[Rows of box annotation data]
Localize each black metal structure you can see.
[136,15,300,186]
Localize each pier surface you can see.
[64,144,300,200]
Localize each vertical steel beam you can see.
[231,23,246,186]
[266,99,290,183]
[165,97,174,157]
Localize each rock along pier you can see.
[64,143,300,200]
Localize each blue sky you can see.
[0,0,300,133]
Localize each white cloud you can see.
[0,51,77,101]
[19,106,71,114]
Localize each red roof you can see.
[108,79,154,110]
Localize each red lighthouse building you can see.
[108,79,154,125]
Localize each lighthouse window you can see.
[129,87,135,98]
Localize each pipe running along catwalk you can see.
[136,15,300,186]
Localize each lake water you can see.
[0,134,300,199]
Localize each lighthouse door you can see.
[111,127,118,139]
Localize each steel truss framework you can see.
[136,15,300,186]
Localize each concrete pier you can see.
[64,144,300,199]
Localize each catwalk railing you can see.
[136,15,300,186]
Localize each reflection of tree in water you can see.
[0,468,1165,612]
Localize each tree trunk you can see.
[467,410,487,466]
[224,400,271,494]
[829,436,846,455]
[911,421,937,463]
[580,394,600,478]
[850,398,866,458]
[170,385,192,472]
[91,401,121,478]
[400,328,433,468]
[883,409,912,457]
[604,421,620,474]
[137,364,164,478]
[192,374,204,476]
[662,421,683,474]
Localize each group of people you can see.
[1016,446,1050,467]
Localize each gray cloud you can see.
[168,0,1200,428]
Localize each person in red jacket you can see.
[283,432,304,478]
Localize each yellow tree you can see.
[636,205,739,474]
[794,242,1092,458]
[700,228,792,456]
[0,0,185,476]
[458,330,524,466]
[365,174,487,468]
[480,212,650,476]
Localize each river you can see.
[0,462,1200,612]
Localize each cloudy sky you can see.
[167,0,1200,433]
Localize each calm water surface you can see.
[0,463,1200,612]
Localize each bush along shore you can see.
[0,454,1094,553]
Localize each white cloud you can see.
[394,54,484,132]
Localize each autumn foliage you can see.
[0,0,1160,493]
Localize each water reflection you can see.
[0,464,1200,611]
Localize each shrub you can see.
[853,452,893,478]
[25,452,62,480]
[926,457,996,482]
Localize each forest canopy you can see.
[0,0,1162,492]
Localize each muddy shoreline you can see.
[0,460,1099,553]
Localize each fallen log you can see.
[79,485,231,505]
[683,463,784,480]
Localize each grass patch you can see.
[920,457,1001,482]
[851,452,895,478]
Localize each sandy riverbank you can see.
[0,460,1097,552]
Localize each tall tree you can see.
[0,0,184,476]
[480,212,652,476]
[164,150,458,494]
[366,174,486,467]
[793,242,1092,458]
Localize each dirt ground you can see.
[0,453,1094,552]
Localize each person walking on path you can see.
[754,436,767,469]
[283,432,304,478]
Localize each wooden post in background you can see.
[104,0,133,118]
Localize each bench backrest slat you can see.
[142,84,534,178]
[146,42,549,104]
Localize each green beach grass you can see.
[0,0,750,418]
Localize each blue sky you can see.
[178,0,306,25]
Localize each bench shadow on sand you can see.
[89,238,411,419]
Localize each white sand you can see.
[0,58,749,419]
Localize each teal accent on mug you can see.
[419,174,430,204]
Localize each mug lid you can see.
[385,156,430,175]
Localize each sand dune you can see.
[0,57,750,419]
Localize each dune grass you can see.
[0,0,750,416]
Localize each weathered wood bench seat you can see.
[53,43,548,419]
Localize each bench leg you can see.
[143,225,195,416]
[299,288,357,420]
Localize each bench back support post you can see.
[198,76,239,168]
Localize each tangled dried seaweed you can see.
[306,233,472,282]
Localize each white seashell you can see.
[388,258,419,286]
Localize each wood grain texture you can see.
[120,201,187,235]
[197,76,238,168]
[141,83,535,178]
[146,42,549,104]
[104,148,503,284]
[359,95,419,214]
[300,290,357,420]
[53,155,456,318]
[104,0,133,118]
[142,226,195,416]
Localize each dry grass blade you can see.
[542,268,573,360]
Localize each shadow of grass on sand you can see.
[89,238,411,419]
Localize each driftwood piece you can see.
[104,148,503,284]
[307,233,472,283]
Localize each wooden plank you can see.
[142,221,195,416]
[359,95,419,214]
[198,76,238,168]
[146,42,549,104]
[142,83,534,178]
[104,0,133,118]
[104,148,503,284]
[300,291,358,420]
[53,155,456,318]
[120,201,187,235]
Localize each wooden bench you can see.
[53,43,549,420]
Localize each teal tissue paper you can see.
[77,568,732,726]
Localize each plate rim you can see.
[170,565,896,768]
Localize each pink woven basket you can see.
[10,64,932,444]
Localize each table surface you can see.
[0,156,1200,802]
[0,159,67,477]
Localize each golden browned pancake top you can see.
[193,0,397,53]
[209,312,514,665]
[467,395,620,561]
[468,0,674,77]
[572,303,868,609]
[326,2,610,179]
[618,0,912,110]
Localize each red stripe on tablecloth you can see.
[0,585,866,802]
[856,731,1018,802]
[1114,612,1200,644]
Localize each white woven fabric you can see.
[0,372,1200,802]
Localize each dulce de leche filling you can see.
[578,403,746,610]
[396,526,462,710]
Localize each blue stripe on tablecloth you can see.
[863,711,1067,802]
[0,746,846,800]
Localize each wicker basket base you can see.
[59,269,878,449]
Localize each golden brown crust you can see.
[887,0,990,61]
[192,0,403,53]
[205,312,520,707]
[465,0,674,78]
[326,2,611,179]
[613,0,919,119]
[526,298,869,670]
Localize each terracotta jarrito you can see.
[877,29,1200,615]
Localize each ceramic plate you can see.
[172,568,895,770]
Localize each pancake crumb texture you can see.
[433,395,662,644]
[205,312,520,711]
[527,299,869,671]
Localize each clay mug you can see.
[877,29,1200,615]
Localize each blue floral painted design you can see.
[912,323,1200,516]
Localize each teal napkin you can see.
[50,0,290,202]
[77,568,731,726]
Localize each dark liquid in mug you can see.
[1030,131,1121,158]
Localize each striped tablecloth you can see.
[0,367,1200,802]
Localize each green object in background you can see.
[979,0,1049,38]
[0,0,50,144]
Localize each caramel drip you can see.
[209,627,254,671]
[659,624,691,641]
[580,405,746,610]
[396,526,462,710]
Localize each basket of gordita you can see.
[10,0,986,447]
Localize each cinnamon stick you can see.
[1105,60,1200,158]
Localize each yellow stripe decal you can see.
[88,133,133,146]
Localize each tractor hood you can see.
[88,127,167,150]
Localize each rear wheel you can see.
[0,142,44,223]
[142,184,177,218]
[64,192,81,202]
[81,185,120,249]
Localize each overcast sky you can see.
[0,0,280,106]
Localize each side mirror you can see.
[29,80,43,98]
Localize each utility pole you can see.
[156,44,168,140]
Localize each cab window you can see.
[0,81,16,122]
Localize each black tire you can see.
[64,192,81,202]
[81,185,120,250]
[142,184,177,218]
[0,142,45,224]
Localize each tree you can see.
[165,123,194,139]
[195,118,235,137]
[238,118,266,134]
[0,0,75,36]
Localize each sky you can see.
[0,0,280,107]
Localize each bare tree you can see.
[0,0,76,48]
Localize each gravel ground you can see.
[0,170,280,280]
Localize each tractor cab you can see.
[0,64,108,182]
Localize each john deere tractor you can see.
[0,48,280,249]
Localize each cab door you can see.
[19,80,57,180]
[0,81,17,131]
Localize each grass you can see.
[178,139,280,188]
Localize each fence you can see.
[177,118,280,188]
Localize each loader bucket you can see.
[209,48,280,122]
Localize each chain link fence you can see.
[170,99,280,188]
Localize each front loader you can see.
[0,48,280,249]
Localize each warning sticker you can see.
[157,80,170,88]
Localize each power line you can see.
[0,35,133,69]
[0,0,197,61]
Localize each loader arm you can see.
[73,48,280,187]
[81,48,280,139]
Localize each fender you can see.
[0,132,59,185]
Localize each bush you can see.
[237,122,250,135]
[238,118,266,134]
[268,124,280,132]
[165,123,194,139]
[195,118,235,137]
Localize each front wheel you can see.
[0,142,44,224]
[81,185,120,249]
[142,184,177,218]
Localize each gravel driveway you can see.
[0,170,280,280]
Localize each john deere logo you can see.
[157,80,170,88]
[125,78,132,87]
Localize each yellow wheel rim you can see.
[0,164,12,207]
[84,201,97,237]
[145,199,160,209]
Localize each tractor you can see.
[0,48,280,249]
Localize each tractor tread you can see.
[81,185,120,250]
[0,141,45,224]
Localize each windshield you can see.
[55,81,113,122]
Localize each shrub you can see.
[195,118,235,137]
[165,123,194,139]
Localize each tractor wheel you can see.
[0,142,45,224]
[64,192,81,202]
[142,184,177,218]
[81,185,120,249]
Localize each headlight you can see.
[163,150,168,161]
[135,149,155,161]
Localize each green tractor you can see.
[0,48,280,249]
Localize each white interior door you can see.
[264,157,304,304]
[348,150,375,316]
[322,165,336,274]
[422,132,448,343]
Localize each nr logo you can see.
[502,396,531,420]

## Problem details
Rewrite the data from the line that has "Localize each warning sticker you can see." through the line that has "[55,81,113,122]". Keep every request line unchanged, and multiply each bounding box coordinate by 1.3, rounding to whole numbers with halves rounded up.

## Output of the exercise
Localize each warning sticker you can see.
[204,104,221,114]
Localize each power line you can see.
[0,46,173,90]
[0,0,256,79]
Localize each loader arm you can see.
[95,62,364,243]
[105,62,364,181]
Localize each fender you can see.
[0,172,77,241]
Localize each bush you can see.
[308,159,325,176]
[309,153,346,174]
[348,161,364,172]
[215,160,252,181]
[254,153,306,178]
Localize each front wheel you can see.
[0,185,57,291]
[105,241,156,324]
[185,239,230,283]
Localize each gravel driveway you can see.
[0,221,364,364]
Localize each john deere logo you can see.
[204,104,221,114]
[163,101,172,113]
Localize each yellow wheel rim you can see.
[0,213,16,269]
[109,261,126,308]
[189,259,208,272]
Localize each tractor you can see.
[0,62,364,324]
Localize each tractor tread you can see.
[105,241,156,325]
[0,183,59,291]
Localize each windshield you can see.
[72,105,147,159]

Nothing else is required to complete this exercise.